======== Supplied passage ========
Scortum and moechus: not so neuter words
SH 191: I can’t say I consider harlots as human beings. Scortum and moechus are both neuter words, you know.
In one of his more callous statements in Stephen Hero, Stephen Daedalus mentions (in a conversation with Lynch that begins with his statement that they "must have women") that he cannot think of prostitutes as human beings, "scortum and moechus are both neuter words, you know" (SH 191). These not-very-common Latin words the young scholar may have found in a contemporary issue (1903) of the Trinity College publication Hermathena.
In No. 29 of Volume 12 of Hermathena, we find a short and anonymous review of a Paris doctoral dissertation De Sermone Amatorio apud Latinos Elegiarum Scriptores, which deals with the language of love in the work of poets such as Catullus, Propertius and Ovid. Both of the words appear in this review in a description of the language of Catullus, which is described as much more explicit than that of most of his colleagues:
And so his vocabulary smacks more of the common talk: he uses savia, which occurs but once in Propertius, and never in Tibullus or Ovid; nor does he stop before prurire or scortum or moechus; while on the other side he loves diminutives, "quibus inest nescio quid delicate", such as femella, labella, languidulus, saviolum, zonula, etc.
======== Source data ========
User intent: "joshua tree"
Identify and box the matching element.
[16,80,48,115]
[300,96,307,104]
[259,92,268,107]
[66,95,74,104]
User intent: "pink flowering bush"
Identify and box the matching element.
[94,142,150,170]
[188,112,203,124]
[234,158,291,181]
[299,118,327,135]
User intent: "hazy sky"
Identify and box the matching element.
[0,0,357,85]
========
======== Source data ========
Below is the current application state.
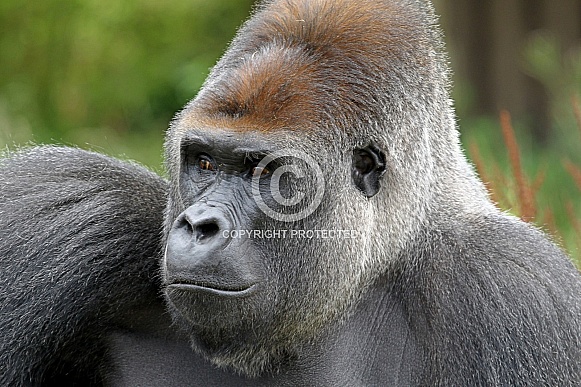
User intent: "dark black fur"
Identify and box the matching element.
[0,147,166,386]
========
======== Source data ========
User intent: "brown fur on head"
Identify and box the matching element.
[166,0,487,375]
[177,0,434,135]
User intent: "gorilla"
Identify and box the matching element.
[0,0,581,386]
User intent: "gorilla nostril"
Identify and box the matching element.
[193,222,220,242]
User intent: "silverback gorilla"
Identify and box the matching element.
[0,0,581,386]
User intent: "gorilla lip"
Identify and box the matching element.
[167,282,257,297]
========
* _Brief 1_
Return, word for word, the part of the note on scortum and moechus that opens with the words containing "In one of his" and closes with "College publication Hermathena.".
* _Brief 2_
Answer these questions from the note on scortum and moechus:
(a) With whom is Stephen Daedalus speaking when he makes the statement about prostitutes?
(b) In which Trinity College publication, and in which year's issue, may the young scholar have found the two Latin words?
(c) Which word used by Catullus occurs only once in Propertius?

* _Your solution 1_
In one of his more callous statements in Stephen Hero, Stephen Daedalus mentions (in a conversation with Lynch that begins with his statement that they "must have women") that he cannot think of prostitutes as human beings, "scortum and moechus are both neuter words, you know" (SH 191). These not-very-common Latin words the young scholar may have found in a contemporary issue (1903) of the Trinity College publication Hermathena.

* _Your solution 2_
(a) Lynch.
(b) Hermathena, in its 1903 issue.
(c) Savia.